Work required ->
Render each line of the records below as one string in a JSON list, leaving out any blank lines.

Records supplied ->
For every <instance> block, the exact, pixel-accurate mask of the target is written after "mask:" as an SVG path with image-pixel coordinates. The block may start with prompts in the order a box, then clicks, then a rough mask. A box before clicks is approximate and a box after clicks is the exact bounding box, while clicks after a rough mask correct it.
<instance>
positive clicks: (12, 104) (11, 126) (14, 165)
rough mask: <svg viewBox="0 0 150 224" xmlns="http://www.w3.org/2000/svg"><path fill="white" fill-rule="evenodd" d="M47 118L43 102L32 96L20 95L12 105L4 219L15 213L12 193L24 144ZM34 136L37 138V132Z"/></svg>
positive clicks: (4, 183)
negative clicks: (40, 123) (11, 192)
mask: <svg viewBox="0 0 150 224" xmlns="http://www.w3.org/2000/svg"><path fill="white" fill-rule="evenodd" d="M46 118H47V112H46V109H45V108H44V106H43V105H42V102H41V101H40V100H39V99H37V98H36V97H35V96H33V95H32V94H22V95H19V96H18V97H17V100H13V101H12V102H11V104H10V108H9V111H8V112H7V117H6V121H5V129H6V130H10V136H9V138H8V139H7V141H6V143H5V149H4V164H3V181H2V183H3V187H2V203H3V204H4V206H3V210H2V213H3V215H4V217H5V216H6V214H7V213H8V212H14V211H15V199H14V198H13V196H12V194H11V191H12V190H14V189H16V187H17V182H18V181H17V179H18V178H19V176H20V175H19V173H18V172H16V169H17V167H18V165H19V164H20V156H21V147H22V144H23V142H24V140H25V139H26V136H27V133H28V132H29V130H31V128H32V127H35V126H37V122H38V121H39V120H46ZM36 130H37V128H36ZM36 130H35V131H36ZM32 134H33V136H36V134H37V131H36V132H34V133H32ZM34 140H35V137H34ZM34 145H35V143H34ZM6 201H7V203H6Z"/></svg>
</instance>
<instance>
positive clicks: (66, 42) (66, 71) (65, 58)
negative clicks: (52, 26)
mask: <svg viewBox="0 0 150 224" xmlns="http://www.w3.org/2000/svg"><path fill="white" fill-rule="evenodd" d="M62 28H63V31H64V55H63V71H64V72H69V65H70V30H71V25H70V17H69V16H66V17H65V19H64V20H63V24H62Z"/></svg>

Written answer ->
[
  "For every <instance> block, the exact, pixel-accurate mask of the target is written after \"mask:\" as an SVG path with image-pixel coordinates. The block may start with prompts in the order a box, then clicks, then a rough mask. A box before clicks is approximate and a box after clicks is the exact bounding box, while clicks after a rough mask correct it.",
  "<instance>",
  "positive clicks: (12, 104) (11, 126) (14, 165)",
  "rough mask: <svg viewBox=\"0 0 150 224\" xmlns=\"http://www.w3.org/2000/svg\"><path fill=\"white\" fill-rule=\"evenodd\" d=\"M47 118L43 102L32 96L20 95L12 105L4 219L15 213L12 193L24 144ZM34 136L37 138V132Z\"/></svg>",
  "positive clicks: (4, 183)",
  "negative clicks: (40, 123) (11, 192)",
  "mask: <svg viewBox=\"0 0 150 224\" xmlns=\"http://www.w3.org/2000/svg\"><path fill=\"white\" fill-rule=\"evenodd\" d=\"M46 118H47V112H46V109H45V108H44V106H43V105H42V102H41V101H40V100H39V99H37V98H36V97H35V96H33V95H32V94H22V95H19V96H18V97H17V100H13V101H12V102H11V104H10V108H9V111H8V112H7V117H6V121H5V129H6V130H10V136H9V138H8V139H7V141H6V143H5V149H4V164H3V181H2V183H3V187H2V203H3V204H4V206H3V210H2V213H3V215H4V217H5V216H6V214H7V213H8V212H14V211H15V199H14V198H13V196H12V194H11V191H12V190H14V189H16V187H17V182H18V181H17V179H18V178H19V176H20V175H19V173H18V172H16V169H17V167H18V165H19V164H20V156H21V147H22V144H23V142H24V140H25V139H26V136H27V133H28V132H29V130H31V128H32V127H35V126H37V122H38V121H39V120H46ZM36 130H37V128H36ZM36 130H35V131H36ZM32 134H33V136H36V134H37V131H36V132H34V133H32ZM34 140H35V137H34ZM34 145H35V143H34ZM6 201H7V203H6Z\"/></svg>",
  "</instance>",
  "<instance>",
  "positive clicks: (66, 42) (66, 71) (65, 58)",
  "negative clicks: (52, 26)",
  "mask: <svg viewBox=\"0 0 150 224\" xmlns=\"http://www.w3.org/2000/svg\"><path fill=\"white\" fill-rule=\"evenodd\" d=\"M62 28H63V31H64V55H63V71H64V72H69V65H70V30H71V25H70V17H69V16H66V17H65V19H64V20H63V24H62Z\"/></svg>"
]